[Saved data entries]
§
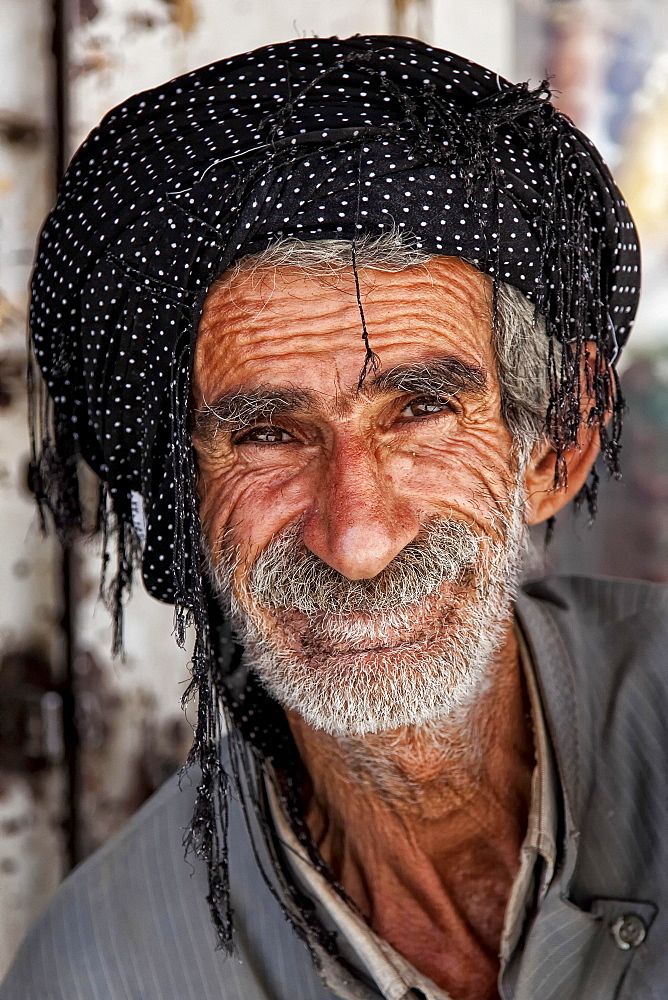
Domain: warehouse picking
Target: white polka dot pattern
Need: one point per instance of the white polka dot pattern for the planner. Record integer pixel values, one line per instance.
(313, 138)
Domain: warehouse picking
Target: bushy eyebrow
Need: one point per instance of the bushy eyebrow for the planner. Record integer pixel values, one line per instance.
(232, 411)
(447, 376)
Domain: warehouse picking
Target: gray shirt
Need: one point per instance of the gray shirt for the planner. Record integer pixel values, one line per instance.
(374, 958)
(132, 922)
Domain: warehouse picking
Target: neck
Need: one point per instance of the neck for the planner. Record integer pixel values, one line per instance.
(423, 826)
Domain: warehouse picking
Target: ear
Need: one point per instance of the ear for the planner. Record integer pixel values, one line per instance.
(543, 499)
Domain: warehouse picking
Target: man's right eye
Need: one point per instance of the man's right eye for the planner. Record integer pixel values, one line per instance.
(263, 435)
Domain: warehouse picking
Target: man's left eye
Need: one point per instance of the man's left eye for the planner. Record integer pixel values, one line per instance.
(265, 435)
(425, 407)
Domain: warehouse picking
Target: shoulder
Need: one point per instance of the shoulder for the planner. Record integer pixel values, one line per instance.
(610, 636)
(135, 889)
(133, 922)
(597, 598)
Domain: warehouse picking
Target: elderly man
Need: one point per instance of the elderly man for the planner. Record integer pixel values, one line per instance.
(334, 322)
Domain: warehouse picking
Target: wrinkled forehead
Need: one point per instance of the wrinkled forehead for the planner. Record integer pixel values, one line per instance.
(282, 324)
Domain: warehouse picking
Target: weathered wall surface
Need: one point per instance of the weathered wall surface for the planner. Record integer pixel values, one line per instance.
(132, 730)
(31, 787)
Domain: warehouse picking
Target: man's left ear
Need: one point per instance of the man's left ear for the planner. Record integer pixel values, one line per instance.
(543, 499)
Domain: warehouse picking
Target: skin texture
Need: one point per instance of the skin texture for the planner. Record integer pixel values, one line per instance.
(431, 868)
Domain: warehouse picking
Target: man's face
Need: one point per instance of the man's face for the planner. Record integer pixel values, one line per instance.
(366, 539)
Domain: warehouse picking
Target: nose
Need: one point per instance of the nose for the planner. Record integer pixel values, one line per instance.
(357, 523)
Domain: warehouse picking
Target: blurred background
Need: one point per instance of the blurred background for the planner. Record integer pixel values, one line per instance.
(85, 739)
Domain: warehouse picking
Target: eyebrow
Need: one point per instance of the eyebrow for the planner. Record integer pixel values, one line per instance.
(232, 411)
(446, 376)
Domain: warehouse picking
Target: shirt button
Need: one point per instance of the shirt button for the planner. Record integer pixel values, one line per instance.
(628, 931)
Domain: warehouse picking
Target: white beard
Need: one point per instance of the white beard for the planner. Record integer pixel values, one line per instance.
(379, 669)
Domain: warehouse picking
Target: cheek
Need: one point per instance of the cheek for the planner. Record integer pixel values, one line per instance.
(468, 471)
(249, 504)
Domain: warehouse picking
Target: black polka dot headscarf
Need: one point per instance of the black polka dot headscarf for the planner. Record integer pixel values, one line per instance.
(315, 139)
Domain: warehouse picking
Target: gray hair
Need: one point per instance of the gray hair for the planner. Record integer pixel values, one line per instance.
(519, 341)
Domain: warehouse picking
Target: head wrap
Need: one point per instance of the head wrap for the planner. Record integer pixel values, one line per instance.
(314, 139)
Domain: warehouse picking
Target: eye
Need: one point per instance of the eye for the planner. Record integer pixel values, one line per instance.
(426, 406)
(264, 435)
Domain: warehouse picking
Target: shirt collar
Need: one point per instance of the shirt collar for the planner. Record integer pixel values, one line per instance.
(374, 960)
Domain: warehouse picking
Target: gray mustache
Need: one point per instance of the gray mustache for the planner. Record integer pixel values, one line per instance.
(287, 575)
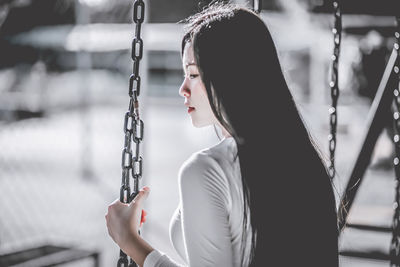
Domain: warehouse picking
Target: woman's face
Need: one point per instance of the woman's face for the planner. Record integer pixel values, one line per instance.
(194, 91)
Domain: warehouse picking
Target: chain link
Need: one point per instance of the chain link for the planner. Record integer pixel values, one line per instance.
(257, 6)
(334, 85)
(133, 126)
(395, 244)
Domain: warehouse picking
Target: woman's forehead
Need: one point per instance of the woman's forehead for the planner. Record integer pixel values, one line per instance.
(188, 56)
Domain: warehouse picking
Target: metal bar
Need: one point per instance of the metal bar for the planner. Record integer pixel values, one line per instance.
(373, 255)
(375, 124)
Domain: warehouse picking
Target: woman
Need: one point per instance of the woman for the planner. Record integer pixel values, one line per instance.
(261, 196)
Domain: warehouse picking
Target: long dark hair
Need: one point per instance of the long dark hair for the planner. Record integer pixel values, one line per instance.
(285, 183)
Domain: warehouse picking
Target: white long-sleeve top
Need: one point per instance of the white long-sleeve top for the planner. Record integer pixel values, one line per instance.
(206, 228)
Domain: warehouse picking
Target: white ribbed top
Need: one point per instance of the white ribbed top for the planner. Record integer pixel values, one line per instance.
(206, 228)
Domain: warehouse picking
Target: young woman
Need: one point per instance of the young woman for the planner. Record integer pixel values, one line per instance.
(261, 196)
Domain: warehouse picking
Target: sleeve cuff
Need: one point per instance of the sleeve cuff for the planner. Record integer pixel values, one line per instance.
(152, 258)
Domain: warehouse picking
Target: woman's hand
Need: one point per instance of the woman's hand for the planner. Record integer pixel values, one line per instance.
(124, 220)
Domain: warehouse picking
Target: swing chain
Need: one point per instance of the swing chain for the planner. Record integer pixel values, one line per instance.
(334, 85)
(395, 244)
(257, 6)
(133, 125)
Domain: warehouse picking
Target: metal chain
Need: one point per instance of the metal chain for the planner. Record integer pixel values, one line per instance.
(133, 125)
(257, 6)
(395, 244)
(334, 85)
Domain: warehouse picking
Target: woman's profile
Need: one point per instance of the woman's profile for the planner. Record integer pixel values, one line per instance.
(262, 195)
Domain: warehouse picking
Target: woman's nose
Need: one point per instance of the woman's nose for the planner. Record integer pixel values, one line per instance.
(184, 91)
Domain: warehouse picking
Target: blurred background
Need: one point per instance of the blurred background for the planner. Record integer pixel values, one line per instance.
(64, 73)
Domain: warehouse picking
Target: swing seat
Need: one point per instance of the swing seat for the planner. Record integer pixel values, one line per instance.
(47, 255)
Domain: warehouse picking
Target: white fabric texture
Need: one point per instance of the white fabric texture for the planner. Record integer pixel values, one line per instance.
(206, 228)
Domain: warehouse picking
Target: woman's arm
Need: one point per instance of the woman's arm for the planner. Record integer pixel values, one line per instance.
(205, 198)
(204, 195)
(123, 222)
§
* **WORK REQUIRED**: Can you retype every record above exactly, leaving out the pictures?

* **RESPONSE TO THE EXERCISE**:
Domain: warehouse picking
Target: white polka dot pattern
Need: one point per instance of the white polka dot pattern for the planner. Record integer pixel values, one line per instance.
(313, 138)
Domain: warehouse picking
Target: bushy eyebrow
Need: one point per instance of the bushy eyebrow for the planner. Record integer pixel values, one line per instance.
(232, 411)
(447, 376)
Domain: warehouse picking
Target: gray shirt
Need: one point per instance of the gray shirt for the planner. Record integer pixel values, one line per instance.
(374, 958)
(132, 922)
Domain: warehouse picking
Target: neck
Need: one point per instance of the neck for the planner. Record integer pixel values, one line per instance.
(423, 826)
Domain: warehouse picking
Target: ear
Need: one point per instance of the ear for the planner. Record integer pixel values, one line per instance.
(543, 499)
Domain: warehouse picking
Target: man's right eye
Need: one point per instance of the man's right eye for the planner. Record integer pixel values, one line per instance.
(263, 435)
Domain: warehouse picking
Target: man's left eye
Need: one point per instance of the man's left eye for the planner. Record integer pixel values, one line per instance.
(265, 435)
(425, 407)
Domain: warehouse picking
Target: shoulder
Need: one point per instance of the shoulder for the planner. Record integer pixel values, one line per instance.
(610, 636)
(135, 889)
(133, 922)
(597, 598)
Domain: warehouse picking
Target: elderly man
Need: one point per instance of the elderly man for the planner. Record integer pixel values, one line per instance.
(334, 322)
Domain: warehouse picking
Target: wrinkled forehead
Need: one point per instance of the wrinkled forehead for the planner. Record integer pixel values, one line per instance.
(282, 324)
Domain: warehouse picking
Target: weathered wall surface
Need: one point per instance of the weathered wall surface for the planner. Record integer pixel values, one line per instance.
(132, 730)
(31, 787)
Domain: warehouse picking
Target: man's left ear
Need: one point per instance of the man's left ear for the planner. Record integer pixel values, one line per instance.
(543, 499)
Domain: warehouse picking
Target: skin texture
Need: one point per instance of the skin texture for the planner. Record integer pixel values, one line per instance.
(431, 868)
Domain: warehouse picking
Target: man's face
Need: one point per instance of the man's face for the planner. Record integer pixel values, one line per instance.
(366, 539)
Domain: warehouse picking
Target: nose
Need: one point per instance of the nose for the planner. Record integer pixel values, one line per instance.
(357, 523)
Domain: warehouse picking
Target: blurred background
Need: one point per instance of the blurred background for the planner. Record integer pixel values, one line per instance.
(85, 739)
Domain: warehouse picking
Target: eyebrow
Need: one point per instance of the eyebrow for the planner. Record integer pixel values, one line per instance.
(232, 411)
(446, 376)
Domain: warehouse picking
Target: shirt button
Need: one point per instance of the shirt button for the planner. Record integer pixel values, one line per instance.
(628, 931)
Domain: warehouse picking
Target: white beard
Need: one point per instance of the white beard for the planner. Record integer pixel values, one line per instance.
(379, 669)
Domain: warehouse picking
Target: cheek
Need: one point per instance of the cheek for the planner. Record integer pixel values, one line per instance.
(468, 471)
(249, 504)
Domain: warehouse picking
Target: black polka dot headscarf
Need: one point per instance of the black polka dot headscarf for the planner. Record integer pixel values, one line per instance.
(315, 139)
Domain: warehouse picking
Target: gray hair
Need: one point per instance of the gray hair for the planner. Record integer pixel values, one line per instance.
(519, 341)
Domain: warehouse picking
Target: head wrap
Need: one point per instance of the head wrap for the planner. Record integer pixel values, one line per instance.
(314, 139)
Domain: warehouse picking
Target: eye
Need: one point per instance of the eye for the planner. Record integer pixel values, one line per instance.
(426, 406)
(264, 435)
Domain: warehouse picking
Target: shirt collar
Need: one point per instance of the shirt collar for the planner. Record integer pixel values, one line per instance.
(374, 960)
Domain: warehouse picking
Target: gray mustache
Need: one point per instance of the gray mustache for the planner. Record integer pixel values, one line per instance.
(287, 575)
Domain: warehouse picking
Target: woman's face
Need: one point per instance of the woman's face for the planner. Record integer pixel values, one line per instance.
(194, 91)
Domain: warehouse picking
Target: chain link
Need: one point per instance of the chain link for the planner. Record integer pixel values, one line per instance.
(257, 6)
(334, 85)
(133, 126)
(395, 244)
Domain: warehouse picking
Target: woman's forehead
Need: one point per instance of the woman's forehead for the planner. Record integer pixel values, one line per instance.
(188, 56)
Domain: warehouse picking
Target: metal bar
Need: one point per instance of the metal bar for the planner. Record integer pixel values, one line per instance.
(373, 255)
(375, 124)
Domain: warehouse picking
Target: woman
Need: one point per instance of the woman for the planner. Record integer pixel values, one line per instance.
(261, 196)
Domain: warehouse picking
Target: long dark hair
Need: one point per instance of the long dark hair for the planner. Record integer pixel values, one line per instance.
(285, 183)
Domain: warehouse picking
Target: white long-sleeve top
Need: one point per instance of the white long-sleeve top for the planner. Record integer pixel values, one line per instance.
(206, 228)
Domain: warehouse picking
Target: white ribbed top
Need: one point per instance of the white ribbed top for the planner. Record integer pixel values, one line per instance.
(206, 228)
Domain: warehouse picking
Target: young woman
Need: one point per instance of the young woman for the planner. Record integer pixel values, one line per instance.
(261, 196)
Domain: warehouse picking
Target: sleeve cuff
Need: one point per instance of the sleeve cuff for the planner. Record integer pixel values, one line per instance.
(152, 258)
Domain: warehouse picking
Target: woman's hand
Need: one point per instance of the woman's hand for the planner. Record integer pixel values, one line per instance.
(124, 220)
Domain: warehouse picking
Target: swing chain
Need: one point per instance of the swing chain for the planner. Record integer pixel values, one line per instance.
(334, 85)
(395, 244)
(257, 6)
(133, 125)
Domain: warehouse picking
Target: metal chain
Need: one point per instance of the metal chain for the planner. Record integer pixel values, one line per instance.
(133, 125)
(257, 6)
(395, 244)
(334, 85)
Domain: warehouse picking
Target: woman's profile
Need: one point per instance of the woman's profile for the planner. Record integer pixel values, one line per instance.
(262, 195)
Domain: warehouse picking
Target: woman's nose
Need: one point per instance of the woman's nose for the planner. Record integer pixel values, one line per instance.
(184, 91)
Domain: warehouse picking
Target: blurred background
Need: one point per instance of the blurred background for the planner. Record integer pixel values, one line per instance.
(64, 73)
Domain: warehouse picking
Target: swing seat
Need: one point per instance of the swing seat for the planner. Record integer pixel values, one line per instance.
(47, 255)
Domain: warehouse picking
Target: white fabric texture
Need: one point per instance of the white fabric texture for the planner. Record integer pixel values, one line per instance.
(206, 228)
Domain: warehouse picking
Target: woman's arm
Need: one point per instance of the woman's arm for the planner. Record integer pixel values, one line per instance.
(205, 198)
(204, 195)
(123, 222)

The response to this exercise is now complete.